══ Extracted text

What would you do?

Peter Singer starts a recent TED talk with a dramatic video of a small child in China being knocked down by a car on the street. As she lies there, injured, three passers-by totally ignore her. The incident is reminiscent of the Good Samaritan story from the Bible, where a priest and a Levite ignore the plight of the injured traveler on the road before the Samaritan stops to help.

Singer asks the audience – “How many of you would have stopped to help?” Not surprisingly, most of the hands go up.

African Child - can you overlook her needs?

African Child – can you overlook her needs?

Singer then says something like “Well, there are children all around the world who live in poverty, vulnerable to preventable violence and disease – millions of them. Are you paying any attention to them?”

“Unicef reports that in 2011 over 6.5 million children under age 5 died of preventable poverty-related diseases.”

Singer is an Australian philosopher and humanist who writes and speaks out about many ethical issues including poverty and animal rights. In 2009, he wrote a book called “The Life You Can Save”. In the book he encourages readers to commit to helping developing communities with a small portion of their income. If you can afford to pay $2.00 for a bottle of water that is free from the tap, do you not have money to spare – to share, in fact, with others who are living without many of the necessities of life that we take for granted?

His message is not a guilt trip. He encourages us to enjoy the fruits of our labours and our good fortune at living in a community where there is law and order, fresh water, social responsibility and enough food but to share a portion of that with others who must live without those amenities.

════
══ Supplied entries

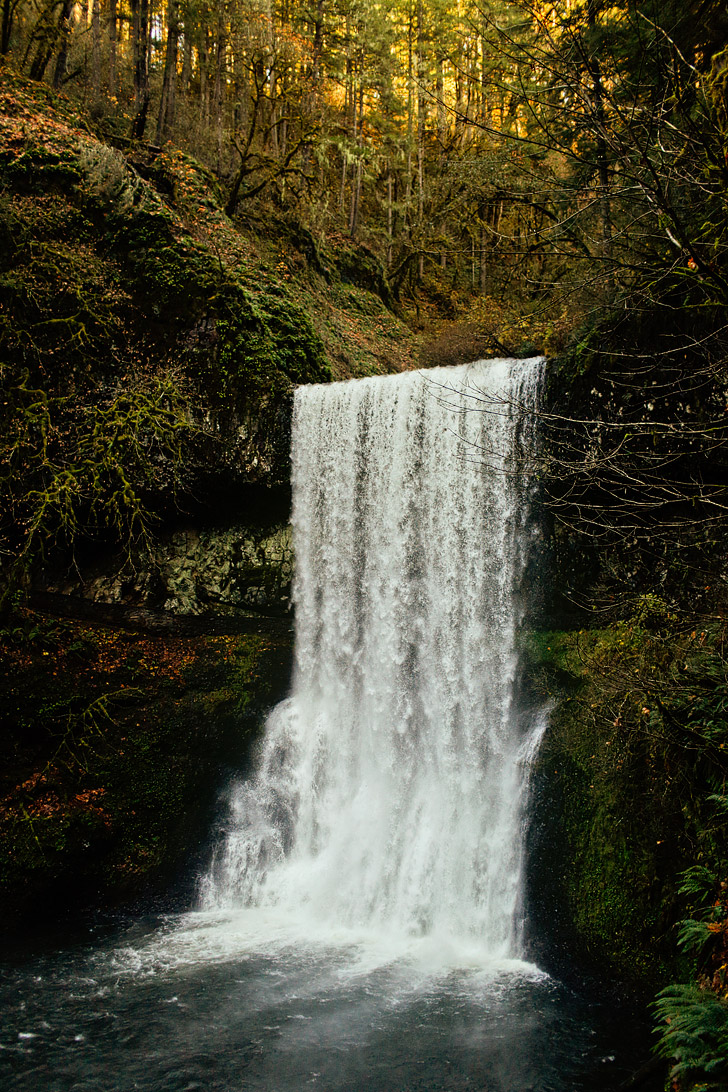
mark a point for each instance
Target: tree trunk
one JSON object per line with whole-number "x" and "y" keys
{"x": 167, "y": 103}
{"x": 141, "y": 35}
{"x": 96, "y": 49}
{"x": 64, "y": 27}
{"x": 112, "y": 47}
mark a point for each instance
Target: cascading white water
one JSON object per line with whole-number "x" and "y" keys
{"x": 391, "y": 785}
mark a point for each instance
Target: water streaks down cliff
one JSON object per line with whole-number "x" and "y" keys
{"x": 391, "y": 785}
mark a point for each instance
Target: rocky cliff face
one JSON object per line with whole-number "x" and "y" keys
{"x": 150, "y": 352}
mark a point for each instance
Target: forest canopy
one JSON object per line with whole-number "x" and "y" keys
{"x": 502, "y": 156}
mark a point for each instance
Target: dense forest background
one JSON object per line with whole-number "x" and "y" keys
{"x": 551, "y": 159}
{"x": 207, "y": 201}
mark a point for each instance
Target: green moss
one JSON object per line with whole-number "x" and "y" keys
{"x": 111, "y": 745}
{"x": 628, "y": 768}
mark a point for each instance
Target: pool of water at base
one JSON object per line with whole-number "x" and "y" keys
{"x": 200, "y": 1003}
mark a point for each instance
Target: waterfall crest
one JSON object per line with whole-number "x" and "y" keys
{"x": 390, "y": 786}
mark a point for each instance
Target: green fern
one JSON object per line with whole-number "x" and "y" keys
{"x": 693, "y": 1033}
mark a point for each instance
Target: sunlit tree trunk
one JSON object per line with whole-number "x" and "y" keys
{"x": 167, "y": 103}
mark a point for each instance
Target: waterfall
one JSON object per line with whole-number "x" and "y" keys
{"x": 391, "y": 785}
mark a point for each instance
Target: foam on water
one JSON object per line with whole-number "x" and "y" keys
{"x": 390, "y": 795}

════
══ Supplied entries

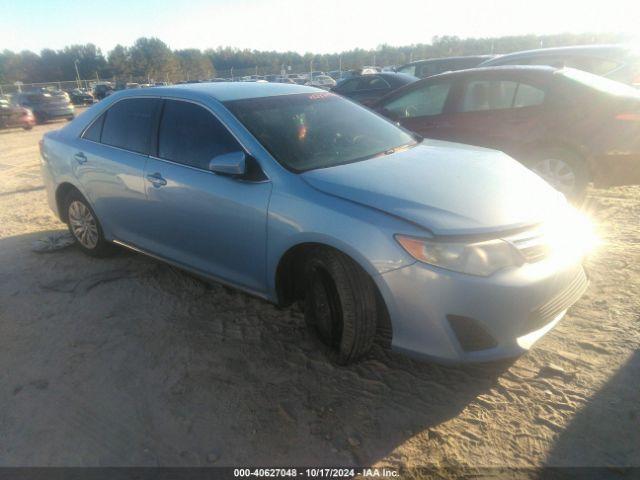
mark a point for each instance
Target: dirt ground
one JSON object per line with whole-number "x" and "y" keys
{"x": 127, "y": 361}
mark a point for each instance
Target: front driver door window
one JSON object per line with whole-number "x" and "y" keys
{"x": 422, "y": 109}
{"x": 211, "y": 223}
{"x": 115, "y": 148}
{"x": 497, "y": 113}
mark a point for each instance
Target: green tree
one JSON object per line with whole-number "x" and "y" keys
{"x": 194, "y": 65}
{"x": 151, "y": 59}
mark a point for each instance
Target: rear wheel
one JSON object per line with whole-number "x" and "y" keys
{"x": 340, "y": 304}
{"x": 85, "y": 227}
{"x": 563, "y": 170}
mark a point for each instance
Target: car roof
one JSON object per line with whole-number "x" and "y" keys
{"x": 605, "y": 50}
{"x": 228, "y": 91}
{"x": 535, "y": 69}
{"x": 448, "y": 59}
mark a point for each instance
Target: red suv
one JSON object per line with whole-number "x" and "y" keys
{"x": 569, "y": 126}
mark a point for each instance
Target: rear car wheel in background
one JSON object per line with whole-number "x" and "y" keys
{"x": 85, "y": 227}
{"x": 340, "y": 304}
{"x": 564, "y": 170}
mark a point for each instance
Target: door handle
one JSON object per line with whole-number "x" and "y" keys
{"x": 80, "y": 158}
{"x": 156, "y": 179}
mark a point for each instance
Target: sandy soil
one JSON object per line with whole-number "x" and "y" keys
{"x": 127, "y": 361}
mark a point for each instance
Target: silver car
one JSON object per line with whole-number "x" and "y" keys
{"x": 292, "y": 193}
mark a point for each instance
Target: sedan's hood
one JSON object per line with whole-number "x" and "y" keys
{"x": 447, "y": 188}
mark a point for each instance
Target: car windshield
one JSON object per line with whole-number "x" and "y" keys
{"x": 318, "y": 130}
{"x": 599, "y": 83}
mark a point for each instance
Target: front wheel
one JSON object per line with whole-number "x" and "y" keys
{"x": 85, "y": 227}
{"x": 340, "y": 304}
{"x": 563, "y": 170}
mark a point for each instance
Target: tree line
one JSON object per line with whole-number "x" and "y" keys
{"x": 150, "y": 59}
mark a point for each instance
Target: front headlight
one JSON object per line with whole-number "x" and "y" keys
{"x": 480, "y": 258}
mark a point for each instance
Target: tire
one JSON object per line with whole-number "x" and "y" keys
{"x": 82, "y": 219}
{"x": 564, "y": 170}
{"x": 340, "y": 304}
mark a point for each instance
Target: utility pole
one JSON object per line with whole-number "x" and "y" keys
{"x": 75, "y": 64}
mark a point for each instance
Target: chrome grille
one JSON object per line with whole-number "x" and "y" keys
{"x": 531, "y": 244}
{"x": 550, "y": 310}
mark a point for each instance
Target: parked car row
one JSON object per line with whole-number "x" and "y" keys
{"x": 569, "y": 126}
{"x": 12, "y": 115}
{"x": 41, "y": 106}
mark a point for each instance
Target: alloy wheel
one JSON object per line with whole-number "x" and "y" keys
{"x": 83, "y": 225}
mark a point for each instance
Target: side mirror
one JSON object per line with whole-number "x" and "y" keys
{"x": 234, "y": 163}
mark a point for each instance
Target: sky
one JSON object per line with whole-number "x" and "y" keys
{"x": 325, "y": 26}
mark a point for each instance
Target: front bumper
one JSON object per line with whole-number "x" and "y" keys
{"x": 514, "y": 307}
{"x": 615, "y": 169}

════
══ Supplied entries

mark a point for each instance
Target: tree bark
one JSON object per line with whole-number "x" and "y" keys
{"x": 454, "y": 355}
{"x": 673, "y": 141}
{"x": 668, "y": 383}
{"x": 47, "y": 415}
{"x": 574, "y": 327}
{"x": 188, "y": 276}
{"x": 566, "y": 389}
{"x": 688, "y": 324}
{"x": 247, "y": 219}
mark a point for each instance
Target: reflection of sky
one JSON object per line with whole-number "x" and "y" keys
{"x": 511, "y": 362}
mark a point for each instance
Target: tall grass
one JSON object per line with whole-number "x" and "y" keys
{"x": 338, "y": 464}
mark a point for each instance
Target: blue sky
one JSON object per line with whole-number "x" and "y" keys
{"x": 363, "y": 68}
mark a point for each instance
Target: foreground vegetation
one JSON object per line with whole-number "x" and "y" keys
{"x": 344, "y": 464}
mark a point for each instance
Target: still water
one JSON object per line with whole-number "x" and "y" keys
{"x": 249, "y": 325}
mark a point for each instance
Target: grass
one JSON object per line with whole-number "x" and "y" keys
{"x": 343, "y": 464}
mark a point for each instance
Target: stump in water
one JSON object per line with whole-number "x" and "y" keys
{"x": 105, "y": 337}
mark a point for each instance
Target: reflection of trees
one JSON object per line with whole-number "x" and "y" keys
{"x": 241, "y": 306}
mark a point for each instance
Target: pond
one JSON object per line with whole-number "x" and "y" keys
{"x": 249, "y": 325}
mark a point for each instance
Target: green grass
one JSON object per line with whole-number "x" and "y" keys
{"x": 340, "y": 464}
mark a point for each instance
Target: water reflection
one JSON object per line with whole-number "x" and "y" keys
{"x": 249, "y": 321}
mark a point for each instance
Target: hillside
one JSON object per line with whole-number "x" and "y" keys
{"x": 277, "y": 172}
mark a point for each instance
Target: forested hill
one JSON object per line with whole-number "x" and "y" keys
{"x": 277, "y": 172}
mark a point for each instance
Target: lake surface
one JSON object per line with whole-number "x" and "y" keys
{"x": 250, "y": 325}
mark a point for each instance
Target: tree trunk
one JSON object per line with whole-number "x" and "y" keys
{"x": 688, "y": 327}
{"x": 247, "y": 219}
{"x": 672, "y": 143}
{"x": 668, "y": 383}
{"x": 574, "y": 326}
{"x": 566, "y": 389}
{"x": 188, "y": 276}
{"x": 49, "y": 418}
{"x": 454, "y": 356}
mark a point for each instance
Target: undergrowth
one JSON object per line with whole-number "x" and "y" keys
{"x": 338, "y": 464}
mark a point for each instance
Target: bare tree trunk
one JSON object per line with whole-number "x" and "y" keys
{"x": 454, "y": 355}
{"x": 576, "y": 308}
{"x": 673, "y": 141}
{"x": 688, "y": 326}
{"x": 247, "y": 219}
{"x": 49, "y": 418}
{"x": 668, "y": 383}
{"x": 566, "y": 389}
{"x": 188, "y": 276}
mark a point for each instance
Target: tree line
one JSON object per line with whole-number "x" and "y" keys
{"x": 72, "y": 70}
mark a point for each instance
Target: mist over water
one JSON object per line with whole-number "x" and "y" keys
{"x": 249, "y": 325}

════

- **Your task**
Can you write what comes next in the piece on Peter Singer's call to share with people living in poverty, picking up after its last sentence? This data is separate material with no connection to the text.

- **Response box**
We are constantly bombarded in the media with photos of children in North America who have perished in the natural (or unnatural) disasters like the recent tornado in Oklahoma City or the bombing at the Boston Marathon. Our hearts go out to the families of these children and we feel sad and that these deaths seem unfair. These are a very few children whose stories touch us because they are in communities like ours.

Nairobi slum

Nairobi slum

But what about the mothers of the 19,000 children who die in the developing world every day from preventable poverty-related problems? Do we give them much thought? Do we pour money into the developing world to help these 19,000 like we do to help families of the few North American families touched by tragedy?

Think about this for a minute. It is sobering. 19,000 per day.

The CanAssist African Relief Trust is attempting to so something, however small to help these families in East Africa. Rather than pick a few children for special attention, CanAssist funds community infrastructure projects like school classrooms, water and sanitation improvements, food security through local agriculture and health care facilities. We have funded around $300,000 in projects since 2008. Our Canadian community helping communities in Africa.

If you are interested in what we do, please look at our website http://canassistafrica.ca We are always happy to receive support, moral or financial, for the work we are committed to do to lessen the effects of poverty for vulnerable East African families.

(If you would like to participate in what CanAssist is doing to help communities in East Africa you can donate using the Canada Helps link below.)


Here is a link to the Peter Singer TED talk. If you have 15 minutes please listen to what he has to say.

CanAssist announces its upcoming project season…

In an effort to simplify the process whereby CanAssist selects new projects to fund, we set up a six-week application period this spring during which we received 81 very worthy applications for infrastructure funding in communities in Kenya, Uganda and Tanzania.

Our resources are limited. We could only promise to fund 14 of these projects in the upcoming year. Nevertheless we chose a variety of projects throughout East Africa ranging from rainwater catchment to latrines to classrooms to hospital beds. Here is the list of projects CanAssist will implement in the next several months. (*Canadian dollar estimates may vary slightly depending on International exchange and bank rates)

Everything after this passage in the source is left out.